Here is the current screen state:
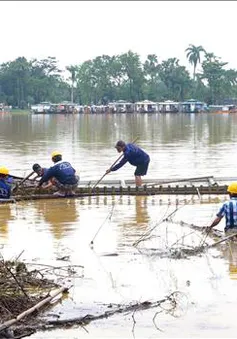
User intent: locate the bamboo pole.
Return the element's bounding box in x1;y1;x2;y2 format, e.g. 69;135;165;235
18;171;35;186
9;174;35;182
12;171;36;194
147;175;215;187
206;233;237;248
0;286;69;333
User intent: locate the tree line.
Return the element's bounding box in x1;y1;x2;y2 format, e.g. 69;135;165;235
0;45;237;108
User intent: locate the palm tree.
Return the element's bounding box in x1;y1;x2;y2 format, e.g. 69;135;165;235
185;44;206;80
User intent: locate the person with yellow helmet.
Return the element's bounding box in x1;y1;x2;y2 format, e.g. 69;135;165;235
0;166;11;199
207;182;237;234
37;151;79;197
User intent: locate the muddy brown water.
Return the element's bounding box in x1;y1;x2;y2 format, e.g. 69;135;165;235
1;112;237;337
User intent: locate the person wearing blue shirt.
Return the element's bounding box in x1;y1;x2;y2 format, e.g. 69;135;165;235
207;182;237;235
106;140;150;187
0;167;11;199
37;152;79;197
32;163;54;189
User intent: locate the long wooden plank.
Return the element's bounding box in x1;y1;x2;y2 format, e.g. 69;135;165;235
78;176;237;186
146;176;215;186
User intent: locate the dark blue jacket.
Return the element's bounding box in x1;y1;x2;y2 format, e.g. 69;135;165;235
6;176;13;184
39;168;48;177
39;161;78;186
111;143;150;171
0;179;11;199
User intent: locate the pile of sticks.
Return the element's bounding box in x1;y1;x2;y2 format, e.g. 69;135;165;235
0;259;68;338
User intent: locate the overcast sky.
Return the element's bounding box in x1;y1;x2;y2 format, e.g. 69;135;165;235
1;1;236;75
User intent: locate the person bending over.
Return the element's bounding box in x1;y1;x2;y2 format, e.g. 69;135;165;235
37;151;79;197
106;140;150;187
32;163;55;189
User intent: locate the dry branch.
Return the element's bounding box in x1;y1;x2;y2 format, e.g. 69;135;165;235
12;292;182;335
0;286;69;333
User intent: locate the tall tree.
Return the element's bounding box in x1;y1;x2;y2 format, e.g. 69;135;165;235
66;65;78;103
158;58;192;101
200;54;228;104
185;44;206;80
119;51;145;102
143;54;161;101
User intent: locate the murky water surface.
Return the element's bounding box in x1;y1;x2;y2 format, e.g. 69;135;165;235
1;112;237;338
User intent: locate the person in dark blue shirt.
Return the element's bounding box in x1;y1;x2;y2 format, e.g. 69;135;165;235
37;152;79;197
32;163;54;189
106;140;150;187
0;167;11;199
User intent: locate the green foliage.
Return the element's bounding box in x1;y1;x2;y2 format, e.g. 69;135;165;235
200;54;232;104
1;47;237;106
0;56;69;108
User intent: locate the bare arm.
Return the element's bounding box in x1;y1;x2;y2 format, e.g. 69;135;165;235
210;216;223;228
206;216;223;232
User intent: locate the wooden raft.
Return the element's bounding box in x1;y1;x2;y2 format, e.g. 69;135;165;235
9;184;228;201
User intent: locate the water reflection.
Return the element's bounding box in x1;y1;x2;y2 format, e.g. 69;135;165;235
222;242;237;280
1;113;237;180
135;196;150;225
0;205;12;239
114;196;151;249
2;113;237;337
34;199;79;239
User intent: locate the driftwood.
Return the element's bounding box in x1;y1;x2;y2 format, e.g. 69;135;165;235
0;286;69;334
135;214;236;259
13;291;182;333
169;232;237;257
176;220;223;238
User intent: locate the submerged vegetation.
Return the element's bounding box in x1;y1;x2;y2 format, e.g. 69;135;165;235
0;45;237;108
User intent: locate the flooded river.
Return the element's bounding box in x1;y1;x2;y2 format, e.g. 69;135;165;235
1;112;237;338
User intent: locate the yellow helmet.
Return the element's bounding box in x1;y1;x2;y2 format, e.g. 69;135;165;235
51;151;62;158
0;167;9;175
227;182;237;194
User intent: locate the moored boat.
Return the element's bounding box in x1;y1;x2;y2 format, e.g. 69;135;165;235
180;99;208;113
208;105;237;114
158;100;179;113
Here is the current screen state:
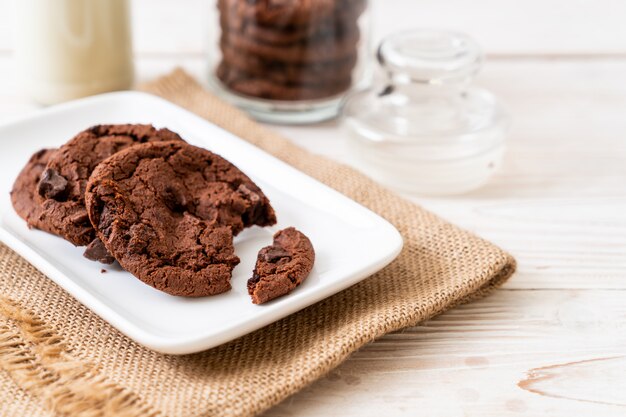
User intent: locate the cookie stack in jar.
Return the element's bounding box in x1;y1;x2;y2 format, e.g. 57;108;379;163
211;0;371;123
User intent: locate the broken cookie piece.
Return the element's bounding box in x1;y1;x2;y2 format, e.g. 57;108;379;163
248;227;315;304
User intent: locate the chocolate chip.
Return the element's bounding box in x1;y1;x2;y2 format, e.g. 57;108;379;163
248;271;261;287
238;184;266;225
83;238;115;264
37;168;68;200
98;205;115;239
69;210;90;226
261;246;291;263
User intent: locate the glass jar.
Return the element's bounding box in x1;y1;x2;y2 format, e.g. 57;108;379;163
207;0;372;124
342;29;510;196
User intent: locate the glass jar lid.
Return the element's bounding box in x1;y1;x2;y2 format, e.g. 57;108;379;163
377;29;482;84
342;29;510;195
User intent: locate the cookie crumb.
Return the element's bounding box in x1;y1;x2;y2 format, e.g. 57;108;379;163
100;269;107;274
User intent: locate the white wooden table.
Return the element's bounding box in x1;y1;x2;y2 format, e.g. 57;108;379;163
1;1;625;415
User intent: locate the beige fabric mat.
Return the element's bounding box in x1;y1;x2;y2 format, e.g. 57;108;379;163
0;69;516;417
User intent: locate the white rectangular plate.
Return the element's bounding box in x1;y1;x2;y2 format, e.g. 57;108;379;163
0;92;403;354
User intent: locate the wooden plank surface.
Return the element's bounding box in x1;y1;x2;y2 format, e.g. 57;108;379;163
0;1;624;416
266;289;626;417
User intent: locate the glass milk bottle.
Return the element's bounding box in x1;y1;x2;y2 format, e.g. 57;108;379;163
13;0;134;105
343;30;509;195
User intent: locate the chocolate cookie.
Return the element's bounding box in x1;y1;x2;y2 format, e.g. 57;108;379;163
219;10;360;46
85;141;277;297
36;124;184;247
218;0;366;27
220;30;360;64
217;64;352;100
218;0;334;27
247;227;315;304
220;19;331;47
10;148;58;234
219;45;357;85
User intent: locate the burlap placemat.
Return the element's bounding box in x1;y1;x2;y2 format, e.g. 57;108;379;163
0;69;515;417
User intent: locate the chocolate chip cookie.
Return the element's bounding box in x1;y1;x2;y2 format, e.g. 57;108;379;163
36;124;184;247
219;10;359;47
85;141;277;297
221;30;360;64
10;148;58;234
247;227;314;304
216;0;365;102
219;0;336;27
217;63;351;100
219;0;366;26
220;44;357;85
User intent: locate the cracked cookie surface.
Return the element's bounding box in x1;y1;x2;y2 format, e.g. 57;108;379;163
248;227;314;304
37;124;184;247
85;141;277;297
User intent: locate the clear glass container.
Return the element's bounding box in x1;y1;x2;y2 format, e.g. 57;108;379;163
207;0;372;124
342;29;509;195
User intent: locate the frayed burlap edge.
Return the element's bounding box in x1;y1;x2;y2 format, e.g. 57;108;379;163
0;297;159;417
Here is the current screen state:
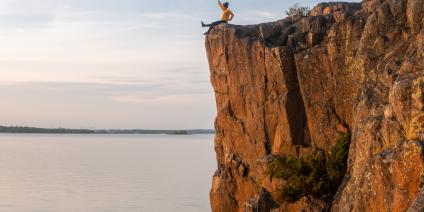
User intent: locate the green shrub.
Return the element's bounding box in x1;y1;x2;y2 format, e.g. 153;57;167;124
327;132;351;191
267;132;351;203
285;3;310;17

——

* Your task *
Repeat the material above word for word and skip every image in it.

* Written solution *
Here is the current screen state:
User intent: locate the bamboo pole.
Return the element's bounding box in x1;y1;x2;y2 format, e.g. 69;135;165;235
18;171;35;186
9;174;35;182
12;171;36;194
147;175;215;187
206;233;237;248
0;286;69;333
User intent: locate the tree line.
Return the element's bounding box in x1;y1;x2;y2 format, e.g. 69;135;165;235
0;45;237;108
User intent: locate the palm tree.
Return the element's bounding box in x1;y1;x2;y2 format, e.g. 69;135;165;235
185;44;206;80
User intent: locate the person with yellow helmet.
Return the element's bounding box in x1;y1;x2;y2 format, e.g. 69;135;165;235
0;166;11;199
207;182;237;234
37;151;79;197
User intent: locate the muddy brown water.
Return the element's bounding box in x1;y1;x2;y2 format, e.g. 69;135;165;235
1;112;237;337
User intent: locate the person wearing blue shirt.
Return the element's bounding box in x1;y1;x2;y2 format, e.g. 69;135;165;235
207;182;237;235
106;140;150;187
0;167;11;199
37;152;79;197
32;163;54;189
User intent: locate the long wooden plank.
Return the element's bounding box in x1;y1;x2;y2 format, e.g. 69;135;165;235
78;176;237;186
146;176;215;186
User intent: locate the dark blue jacket.
Return the element's bounding box in x1;y1;x2;y2 format, e.g. 69;135;165;235
6;176;13;184
39;168;48;177
39;161;78;186
111;143;150;171
0;179;11;199
User intent: locate the pile of sticks.
Return the element's bounding box in x1;y1;x2;y2 format, e.g. 69;135;165;235
0;259;68;338
User intent: locate the overcast sky.
Return the element's bounding box in x1;y1;x2;y2 format, e.g. 69;135;165;235
1;1;236;75
User intent: locate the person bending over.
Return the element's bounding box in x1;y1;x2;y2 format, e.g. 69;135;165;235
37;151;79;197
106;140;150;187
32;163;55;189
User intent: locate the dry branch.
Return the element's bounding box in x1;y1;x2;y2 format, e.g. 69;135;165;235
12;292;182;335
0;286;69;333
User intent: locate the tall tree.
Return the element's bounding box in x1;y1;x2;y2 format, e.g. 69;135;165;235
66;65;78;103
158;58;192;101
200;54;228;104
185;44;206;80
119;51;145;102
143;54;161;101
User intent: locate the murky water surface.
Return the element's bounding box in x1;y1;x2;y2 format, e.g. 69;135;165;235
1;112;237;338
User intent: locate the person in dark blue shirt.
Return the element's bounding box in x1;y1;x2;y2 format, e.g. 69;135;165;235
37;152;79;197
32;163;54;189
106;140;150;187
0;167;11;199
User intent: locate the green foliage.
Return the element's bounding box in x1;y1;x2;y2 format, e.g. 69;135;165;235
200;54;232;104
1;47;237;106
0;56;69;108
User intent: locate the bare arm.
Return the element's bounding box in x1;y1;x2;y2 format, e.g. 69;135;165;235
210;216;223;228
206;216;223;232
User intent: locate the wooden raft.
Return the element's bounding box in x1;y1;x2;y2 format, e.g. 69;135;165;235
9;184;228;201
User intent: locate the water reflection.
Return the element's bounding box in x1;y1;x2;y2 format, e.g. 69;135;165;235
222;242;237;280
1;113;237;180
135;196;150;225
0;205;12;239
114;196;151;249
2;113;237;337
34;199;79;239
User intent: locate the driftwood.
Return the element's bounding box in x1;y1;x2;y2 format, e.g. 69;135;165;235
0;286;69;334
135;214;236;259
13;291;182;333
169;232;237;257
176;220;223;238
User intent: locate the submerged vegetation.
Return the element's bounding box in x1;y1;x2;y2 format, e.g. 69;135;165;235
0;45;237;108
User intent: locate the flooded river.
Return the element's bounding box in x1;y1;x2;y2 format, e.g. 69;135;165;235
1;112;237;338
User intent: locate the yellow helmet.
Return the element's bounding box in x1;y1;x2;y2 format, e.g. 69;135;165;235
51;151;62;158
0;167;9;175
227;182;237;194
User intent: locate the moored boat.
Return the element's bounding box in x1;y1;x2;y2 format, e.g. 69;135;165;235
180;99;208;113
208;105;237;114
158;100;179;113
Here is the current screen state:
User intent: locate the cookie stack in jar.
Return the element's bounding box in x1;y1;x2;y2 format, e.g. 57;108;379;163
211;0;371;123
User intent: locate the broken cookie piece.
Return the element's bounding box in x1;y1;x2;y2 format, e.g. 57;108;379;163
248;227;315;304
User intent: locate the chocolate chip.
Return the element's bounding box in x1;y1;x2;y2 format, e.g. 57;108;379;163
248;271;261;287
238;184;266;225
83;238;115;264
37;168;68;200
98;205;115;239
69;210;90;226
261;246;291;263
User intent: locate the glass jar.
Return the element's bounding box in x1;y1;x2;y2 format, e.g. 57;108;379;163
207;0;372;124
342;29;510;196
User intent: locate the glass jar lid.
Return the element's bounding box in x1;y1;x2;y2 format, e.g. 57;108;379;163
377;29;482;84
342;29;510;195
User intent: locate the cookie crumb.
Return the element's bounding box in x1;y1;x2;y2 format, e.g. 57;108;379;163
100;269;107;274
User intent: locate the white wooden table.
Return the element's bounding box in x1;y1;x2;y2 format, e.g. 57;108;379;163
1;1;625;415
User intent: locate the beige fabric mat.
Return the element's bounding box in x1;y1;x2;y2 format, e.g. 57;108;379;163
0;69;516;417
User intent: locate the white rectangular plate.
Return the element's bounding box in x1;y1;x2;y2 format, e.g. 57;108;379;163
0;92;403;354
User intent: locate the wooden plank surface.
Return the element's bounding box in x1;y1;x2;y2 format, e.g. 57;108;379;163
0;1;624;416
266;289;626;417
User intent: locate the glass milk bottle.
Return the element's bounding box in x1;y1;x2;y2 format, e.g. 57;108;379;163
13;0;134;105
343;30;509;195
User intent: locate the chocolate cookie.
Return the element's bounding box in x1;y1;x2;y2 format, e.g. 57;108;379;163
219;10;360;46
85;141;277;297
36;124;184;247
218;0;366;27
220;30;360;64
217;64;352;100
218;0;334;27
247;227;315;304
220;19;331;47
10;148;58;234
219;45;357;85
User intent: locate the burlap placemat.
Return the element's bounding box in x1;y1;x2;y2 format, e.g. 57;108;379;163
0;69;515;417
User intent: locate the chocolate chip cookie.
Return the element's bounding box in x1;y1;x2;y2 format, e.g. 57;108;379;163
36;124;184;247
219;10;359;47
85;141;277;297
221;30;360;64
10;148;58;234
247;227;314;304
216;0;365;102
219;0;336;27
217;63;351;100
219;0;366;26
220;44;357;85
User intent: locate the cracked cookie surface.
Return the element's bounding box in x1;y1;x2;y2 format, e.g. 57;108;379;163
248;227;314;304
37;124;184;247
85;141;277;297
User intent: locate the clear glass container.
Return the element's bounding box in x1;y1;x2;y2 format, e.g. 57;108;379;163
207;0;372;124
342;29;509;195
User intent: locate the frayed burlap edge.
Return the element's bounding box in x1;y1;x2;y2 format, e.g. 57;108;379;163
0;297;159;417
Here is the current screen state:
User intent: locate the green shrub.
Return the element's bounding box in x1;y1;x2;y2 format, e.g. 153;57;167;124
327;132;351;191
267;132;351;203
285;3;310;17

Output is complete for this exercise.